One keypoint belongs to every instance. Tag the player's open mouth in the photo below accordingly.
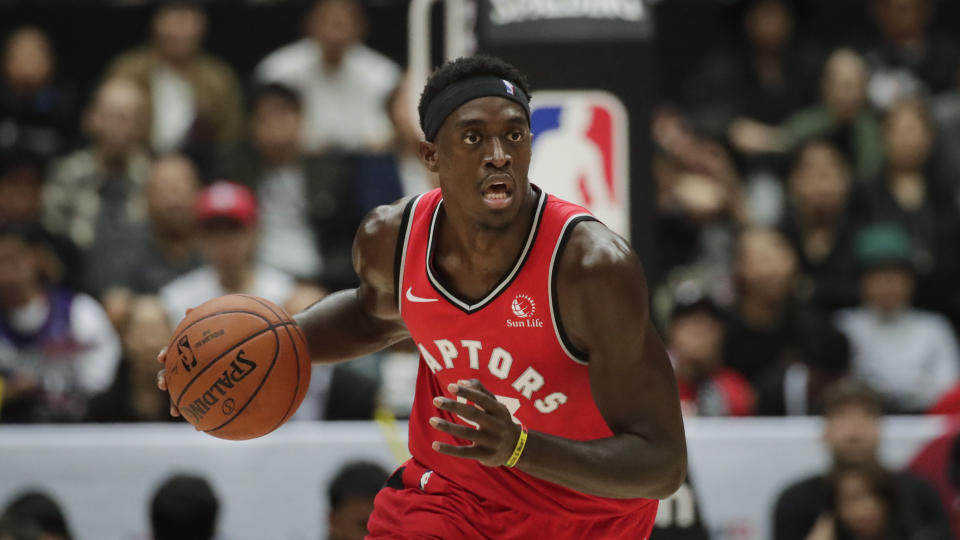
(497, 195)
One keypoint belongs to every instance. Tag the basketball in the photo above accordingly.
(237, 367)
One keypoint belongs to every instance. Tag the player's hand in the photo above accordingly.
(162, 381)
(493, 441)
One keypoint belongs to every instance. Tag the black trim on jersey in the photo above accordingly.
(564, 236)
(398, 254)
(396, 480)
(508, 277)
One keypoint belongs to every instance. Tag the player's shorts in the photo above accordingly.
(418, 504)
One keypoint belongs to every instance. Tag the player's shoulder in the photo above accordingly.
(375, 244)
(594, 252)
(384, 221)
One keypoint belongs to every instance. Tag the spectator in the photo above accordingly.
(699, 204)
(195, 98)
(294, 192)
(227, 216)
(695, 342)
(133, 396)
(765, 318)
(945, 110)
(57, 347)
(938, 462)
(843, 116)
(414, 177)
(820, 222)
(863, 502)
(350, 495)
(852, 414)
(97, 191)
(41, 510)
(823, 357)
(148, 257)
(184, 507)
(770, 75)
(21, 191)
(345, 84)
(905, 57)
(36, 114)
(909, 193)
(311, 205)
(226, 213)
(909, 355)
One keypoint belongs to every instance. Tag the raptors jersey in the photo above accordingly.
(512, 341)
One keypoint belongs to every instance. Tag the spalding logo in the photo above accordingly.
(523, 306)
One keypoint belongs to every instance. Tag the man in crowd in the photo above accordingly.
(345, 84)
(852, 414)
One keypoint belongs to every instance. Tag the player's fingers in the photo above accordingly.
(468, 412)
(475, 383)
(464, 432)
(486, 401)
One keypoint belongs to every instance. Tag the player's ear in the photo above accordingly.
(428, 155)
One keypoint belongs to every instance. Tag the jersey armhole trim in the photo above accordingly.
(400, 255)
(566, 344)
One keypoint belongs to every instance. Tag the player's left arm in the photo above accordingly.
(603, 300)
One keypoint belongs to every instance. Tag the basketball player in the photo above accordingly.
(545, 404)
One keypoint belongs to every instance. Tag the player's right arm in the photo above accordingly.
(356, 322)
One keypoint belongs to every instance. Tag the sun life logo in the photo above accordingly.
(523, 306)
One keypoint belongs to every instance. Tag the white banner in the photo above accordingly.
(275, 487)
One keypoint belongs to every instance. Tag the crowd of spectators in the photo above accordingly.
(806, 223)
(808, 211)
(178, 182)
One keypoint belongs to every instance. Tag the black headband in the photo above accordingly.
(459, 93)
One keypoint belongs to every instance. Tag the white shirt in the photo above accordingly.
(344, 108)
(173, 109)
(78, 368)
(287, 241)
(911, 358)
(197, 286)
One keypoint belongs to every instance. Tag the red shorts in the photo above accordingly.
(419, 504)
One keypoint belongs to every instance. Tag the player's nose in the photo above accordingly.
(496, 155)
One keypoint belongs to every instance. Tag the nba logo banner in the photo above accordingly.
(580, 152)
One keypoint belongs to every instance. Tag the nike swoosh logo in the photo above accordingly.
(413, 298)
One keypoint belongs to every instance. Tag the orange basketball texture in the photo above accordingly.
(237, 367)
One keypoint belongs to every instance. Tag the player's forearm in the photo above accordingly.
(338, 329)
(623, 466)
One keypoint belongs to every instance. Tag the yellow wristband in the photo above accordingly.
(518, 450)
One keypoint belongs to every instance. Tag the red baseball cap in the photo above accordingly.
(229, 200)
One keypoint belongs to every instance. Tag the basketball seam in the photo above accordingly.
(224, 353)
(263, 381)
(293, 399)
(273, 363)
(288, 413)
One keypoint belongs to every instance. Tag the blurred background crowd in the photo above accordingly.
(806, 165)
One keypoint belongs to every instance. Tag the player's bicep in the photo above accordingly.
(631, 378)
(374, 249)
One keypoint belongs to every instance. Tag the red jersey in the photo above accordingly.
(513, 342)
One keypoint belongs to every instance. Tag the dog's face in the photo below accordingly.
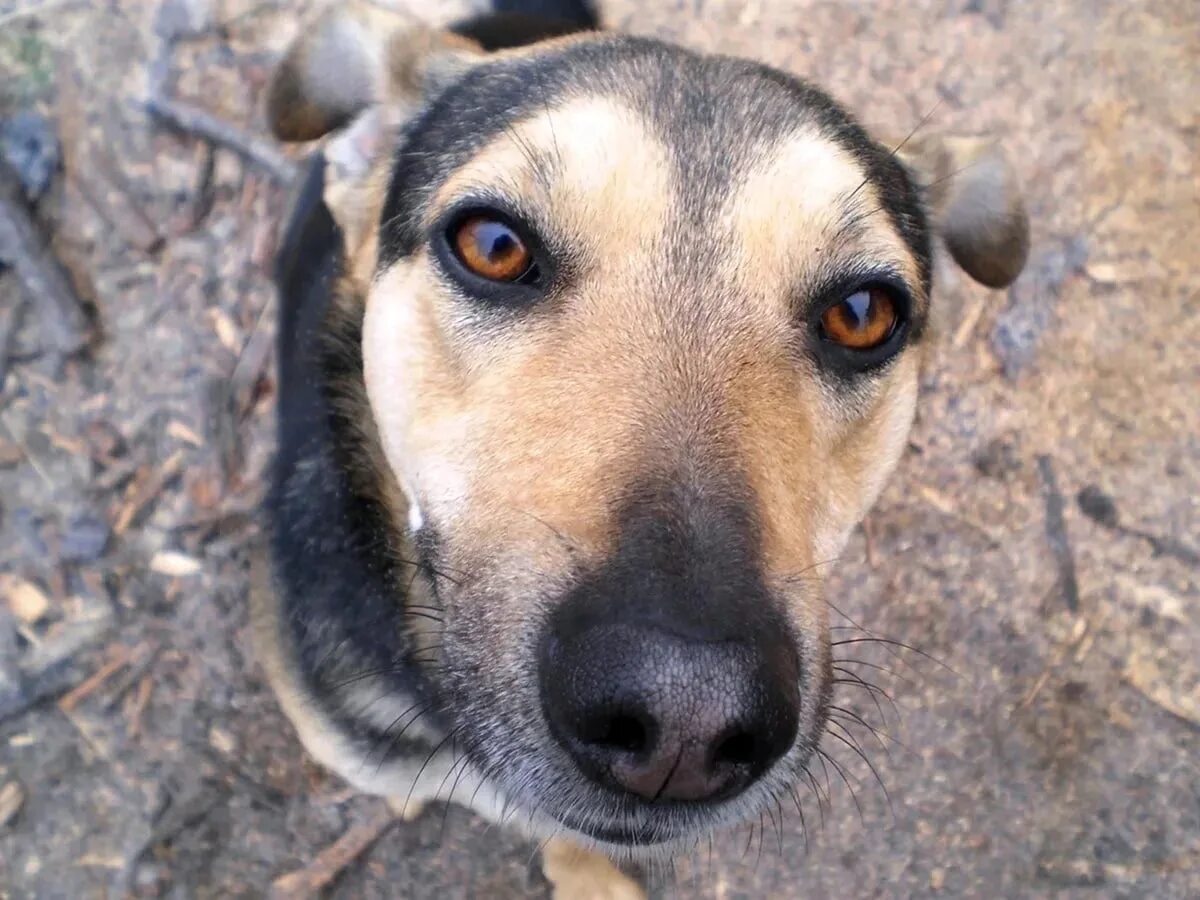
(641, 336)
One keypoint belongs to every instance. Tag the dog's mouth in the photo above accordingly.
(621, 834)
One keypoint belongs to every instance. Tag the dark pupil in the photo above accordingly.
(857, 310)
(496, 240)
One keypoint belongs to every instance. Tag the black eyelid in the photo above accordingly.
(845, 363)
(837, 289)
(517, 293)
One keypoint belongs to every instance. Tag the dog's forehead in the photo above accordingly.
(717, 133)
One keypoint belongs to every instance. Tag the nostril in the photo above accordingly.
(619, 731)
(737, 749)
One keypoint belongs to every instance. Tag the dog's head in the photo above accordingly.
(640, 336)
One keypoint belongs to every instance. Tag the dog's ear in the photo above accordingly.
(355, 57)
(976, 204)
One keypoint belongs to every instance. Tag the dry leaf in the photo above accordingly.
(227, 333)
(177, 565)
(25, 599)
(12, 796)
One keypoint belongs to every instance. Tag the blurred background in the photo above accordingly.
(1041, 543)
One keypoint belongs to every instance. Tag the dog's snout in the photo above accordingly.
(663, 717)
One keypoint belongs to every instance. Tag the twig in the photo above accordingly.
(333, 859)
(145, 489)
(1056, 533)
(198, 123)
(25, 250)
(118, 659)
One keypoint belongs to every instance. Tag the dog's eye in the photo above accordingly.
(491, 249)
(863, 321)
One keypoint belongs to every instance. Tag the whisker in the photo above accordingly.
(891, 642)
(853, 678)
(879, 735)
(429, 759)
(399, 737)
(853, 745)
(850, 787)
(892, 672)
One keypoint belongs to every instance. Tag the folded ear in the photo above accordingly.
(355, 55)
(976, 204)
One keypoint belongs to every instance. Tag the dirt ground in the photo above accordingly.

Instructions to follow = Every line from the one containing "One keypoint belongs to every instance. Tag the whisker" through the end of the entries above must be echoed exactly, with both ends kept.

Exercise result =
One keypoint belongs to every instance. Tag the whisker in the photo above accordingly.
(891, 642)
(853, 678)
(879, 735)
(429, 759)
(399, 737)
(853, 745)
(850, 787)
(892, 672)
One keypoint belongs to every instance. Tag the folded ear in the photo above accordingly.
(355, 55)
(976, 204)
One keypoint belongs to every instance. Tag the dirt ground in the photo above accordingly.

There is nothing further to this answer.